[[ Excerpted text open ]]

Applying to the Pathology Residency

Applying to the Pathology Residency

Application Process

The Department of Pathology participates in the ERAS program for the residency application process. A completed ERAS application includes:

  • Personal Statement
  • Dean's Letter
  • Transcript
  • 3 letters of recommendation
  • USMLE scores
  • Photo
  • ECFMG Certification

Application Requirements

Baystate's Pathology Residency Program requires:

  • USMLE scores: Score of 210 or higher on Step 1 & 2, with no more than 1 fail/attempt. COMLEX scores are also accepted for DO students.
  • Graduation from Medical School: Must be within the past five (5) years.
  • Clinical Experience: Does not include observership within past two (2) years.
  • Visa: J-1
    H-1B accepted only with:
    • Successfully passed all USMLE steps 1, 2, & 3.
    • approval from Residency Program Director
    • approval from DIO
    • All residency candidates must fulfill Baystate Resident Appointment Requirements.


Virtual Interviewing

Consistent with recommendations from the AAMC and the ACGME, UMass Chan Medical School-Baystate GME programs will conduct interviews virtually for all applicants.

[[ Excerpted text closed ]]

§ Prompt
Answer these questions from the pathology residency text:
1. How many letters of recommendation are part of a completed ERAS application?
2. How recently must an applicant have graduated from medical school?
3. How will interviews be conducted?
The items that follow have no connection to the pathology residency text.

[[ Provided material open ]]

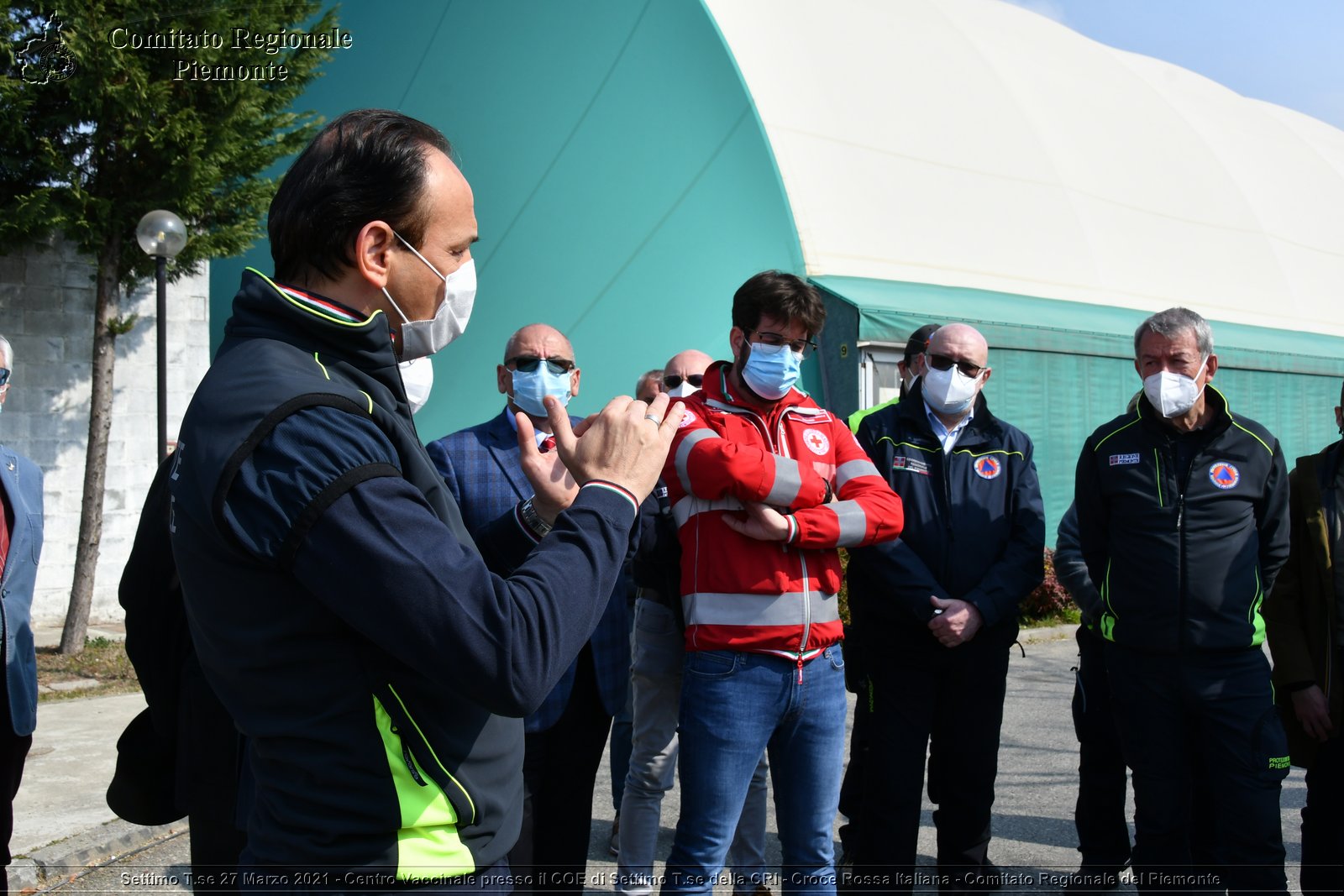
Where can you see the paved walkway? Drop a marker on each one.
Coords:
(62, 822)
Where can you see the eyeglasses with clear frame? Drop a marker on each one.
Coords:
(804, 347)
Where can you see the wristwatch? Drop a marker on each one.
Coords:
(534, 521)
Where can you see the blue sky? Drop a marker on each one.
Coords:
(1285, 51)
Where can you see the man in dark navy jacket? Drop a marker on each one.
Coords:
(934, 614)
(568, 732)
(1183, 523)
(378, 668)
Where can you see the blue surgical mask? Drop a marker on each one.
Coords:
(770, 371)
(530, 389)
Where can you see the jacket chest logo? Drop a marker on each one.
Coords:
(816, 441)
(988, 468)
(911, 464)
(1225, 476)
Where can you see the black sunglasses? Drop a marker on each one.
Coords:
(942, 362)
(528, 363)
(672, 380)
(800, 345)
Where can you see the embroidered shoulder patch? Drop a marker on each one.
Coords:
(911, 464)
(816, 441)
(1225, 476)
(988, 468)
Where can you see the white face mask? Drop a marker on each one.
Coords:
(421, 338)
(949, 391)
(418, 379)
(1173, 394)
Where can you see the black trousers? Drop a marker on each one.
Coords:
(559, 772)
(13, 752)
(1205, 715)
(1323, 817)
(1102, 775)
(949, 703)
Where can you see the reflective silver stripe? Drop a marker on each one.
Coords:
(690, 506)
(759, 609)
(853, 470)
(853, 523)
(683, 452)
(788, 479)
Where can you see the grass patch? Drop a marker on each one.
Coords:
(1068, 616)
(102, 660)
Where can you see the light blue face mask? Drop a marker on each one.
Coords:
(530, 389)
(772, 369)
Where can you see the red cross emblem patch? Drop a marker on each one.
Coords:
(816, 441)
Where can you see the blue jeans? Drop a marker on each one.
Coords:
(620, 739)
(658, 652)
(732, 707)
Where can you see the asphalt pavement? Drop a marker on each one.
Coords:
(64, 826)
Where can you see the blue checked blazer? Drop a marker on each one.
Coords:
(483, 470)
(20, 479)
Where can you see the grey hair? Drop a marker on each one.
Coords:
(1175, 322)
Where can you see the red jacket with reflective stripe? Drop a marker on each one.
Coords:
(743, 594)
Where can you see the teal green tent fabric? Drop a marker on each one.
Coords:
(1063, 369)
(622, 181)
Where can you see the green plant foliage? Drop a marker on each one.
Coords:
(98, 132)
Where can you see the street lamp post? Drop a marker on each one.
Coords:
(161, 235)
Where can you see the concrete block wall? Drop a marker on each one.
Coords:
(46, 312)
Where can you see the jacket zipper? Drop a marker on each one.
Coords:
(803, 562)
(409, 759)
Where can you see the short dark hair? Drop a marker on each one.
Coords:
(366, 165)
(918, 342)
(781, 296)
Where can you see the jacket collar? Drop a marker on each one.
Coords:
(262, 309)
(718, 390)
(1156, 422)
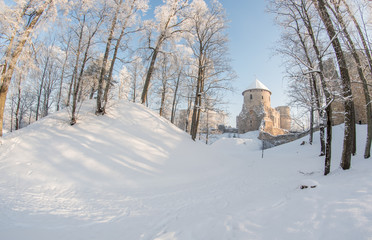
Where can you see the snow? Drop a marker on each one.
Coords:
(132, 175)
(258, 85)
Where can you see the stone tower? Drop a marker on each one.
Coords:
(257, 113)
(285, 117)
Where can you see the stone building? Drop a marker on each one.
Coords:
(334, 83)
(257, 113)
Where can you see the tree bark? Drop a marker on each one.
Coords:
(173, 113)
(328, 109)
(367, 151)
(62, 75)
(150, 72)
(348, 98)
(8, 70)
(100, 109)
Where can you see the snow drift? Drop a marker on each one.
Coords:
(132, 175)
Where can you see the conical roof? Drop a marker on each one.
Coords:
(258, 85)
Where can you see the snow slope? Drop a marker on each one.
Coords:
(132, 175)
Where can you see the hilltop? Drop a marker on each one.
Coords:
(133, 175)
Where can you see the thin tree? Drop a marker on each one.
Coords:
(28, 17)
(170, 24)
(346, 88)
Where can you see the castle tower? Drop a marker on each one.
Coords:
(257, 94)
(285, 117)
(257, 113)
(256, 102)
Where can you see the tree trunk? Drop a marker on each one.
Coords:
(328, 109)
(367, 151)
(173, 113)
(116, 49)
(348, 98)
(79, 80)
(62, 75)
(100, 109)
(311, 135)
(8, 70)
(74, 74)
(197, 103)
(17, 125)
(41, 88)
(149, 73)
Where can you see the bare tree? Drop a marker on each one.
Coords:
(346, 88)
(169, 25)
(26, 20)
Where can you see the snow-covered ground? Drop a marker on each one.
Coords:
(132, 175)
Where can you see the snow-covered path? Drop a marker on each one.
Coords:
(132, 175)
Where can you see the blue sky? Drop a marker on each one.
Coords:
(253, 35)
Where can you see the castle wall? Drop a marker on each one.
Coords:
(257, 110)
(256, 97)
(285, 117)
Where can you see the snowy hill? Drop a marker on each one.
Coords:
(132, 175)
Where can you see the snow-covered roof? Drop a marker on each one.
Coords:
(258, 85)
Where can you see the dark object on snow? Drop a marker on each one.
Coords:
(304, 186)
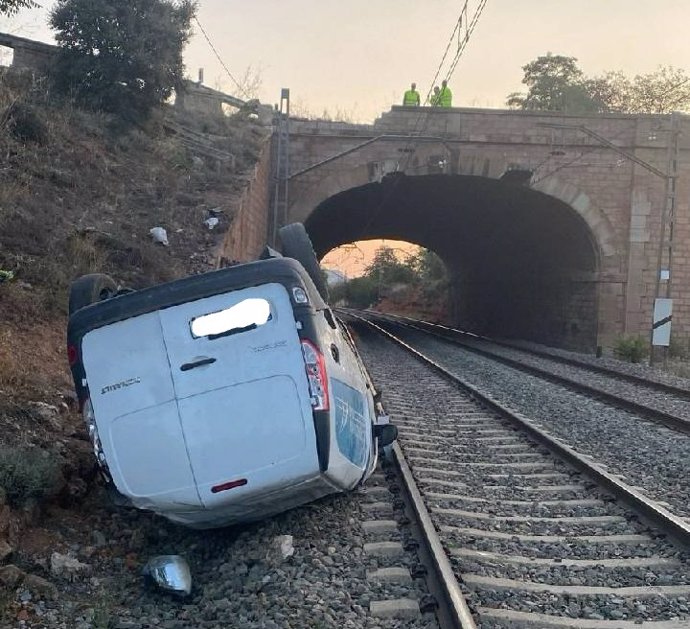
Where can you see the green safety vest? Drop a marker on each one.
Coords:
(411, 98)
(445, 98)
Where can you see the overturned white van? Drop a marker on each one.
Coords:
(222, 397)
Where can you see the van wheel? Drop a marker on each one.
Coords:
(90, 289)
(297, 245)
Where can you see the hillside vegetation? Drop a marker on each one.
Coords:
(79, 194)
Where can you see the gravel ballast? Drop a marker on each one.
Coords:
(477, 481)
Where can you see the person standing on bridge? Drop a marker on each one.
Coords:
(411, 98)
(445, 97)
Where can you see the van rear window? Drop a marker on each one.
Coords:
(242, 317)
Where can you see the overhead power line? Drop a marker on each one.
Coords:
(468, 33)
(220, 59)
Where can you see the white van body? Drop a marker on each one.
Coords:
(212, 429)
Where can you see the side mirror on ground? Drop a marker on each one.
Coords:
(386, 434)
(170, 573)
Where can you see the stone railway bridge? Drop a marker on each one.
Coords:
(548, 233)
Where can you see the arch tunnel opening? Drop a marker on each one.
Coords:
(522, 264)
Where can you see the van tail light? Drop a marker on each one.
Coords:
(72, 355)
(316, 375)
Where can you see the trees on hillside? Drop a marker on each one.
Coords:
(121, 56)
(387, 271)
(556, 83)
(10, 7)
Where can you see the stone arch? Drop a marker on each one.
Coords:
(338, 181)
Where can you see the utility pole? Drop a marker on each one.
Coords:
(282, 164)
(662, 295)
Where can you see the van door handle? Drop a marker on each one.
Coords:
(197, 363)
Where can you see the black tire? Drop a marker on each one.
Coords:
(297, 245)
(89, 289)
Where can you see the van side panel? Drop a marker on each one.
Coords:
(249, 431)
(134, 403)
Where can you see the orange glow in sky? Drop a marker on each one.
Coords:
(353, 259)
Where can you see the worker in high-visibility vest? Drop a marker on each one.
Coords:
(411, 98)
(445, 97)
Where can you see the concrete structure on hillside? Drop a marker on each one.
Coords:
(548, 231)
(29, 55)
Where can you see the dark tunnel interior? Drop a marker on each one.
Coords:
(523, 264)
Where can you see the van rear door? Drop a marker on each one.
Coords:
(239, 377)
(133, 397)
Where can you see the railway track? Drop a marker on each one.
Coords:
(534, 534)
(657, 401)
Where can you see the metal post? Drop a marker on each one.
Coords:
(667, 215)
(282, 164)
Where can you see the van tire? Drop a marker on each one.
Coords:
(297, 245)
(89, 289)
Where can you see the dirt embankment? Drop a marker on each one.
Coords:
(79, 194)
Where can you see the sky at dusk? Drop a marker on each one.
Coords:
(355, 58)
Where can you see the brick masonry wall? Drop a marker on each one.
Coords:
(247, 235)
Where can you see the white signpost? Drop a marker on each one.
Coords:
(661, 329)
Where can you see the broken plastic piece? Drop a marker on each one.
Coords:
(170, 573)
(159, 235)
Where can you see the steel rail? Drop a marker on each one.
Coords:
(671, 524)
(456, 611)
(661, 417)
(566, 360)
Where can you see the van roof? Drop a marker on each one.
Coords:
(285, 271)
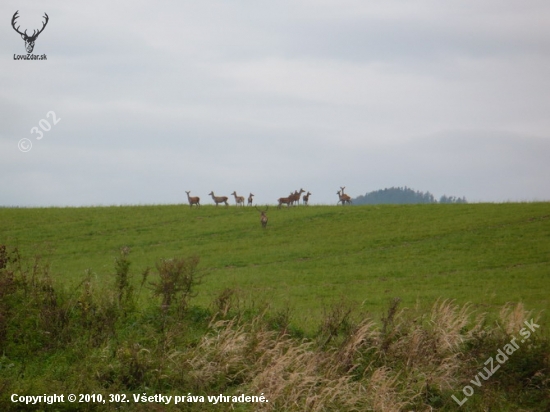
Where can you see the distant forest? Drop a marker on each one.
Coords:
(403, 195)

[[ Provided material closed ]]

§ Answer to the exercise
1. Three.
2. Within the past five years.
3. Virtually, for all applicants.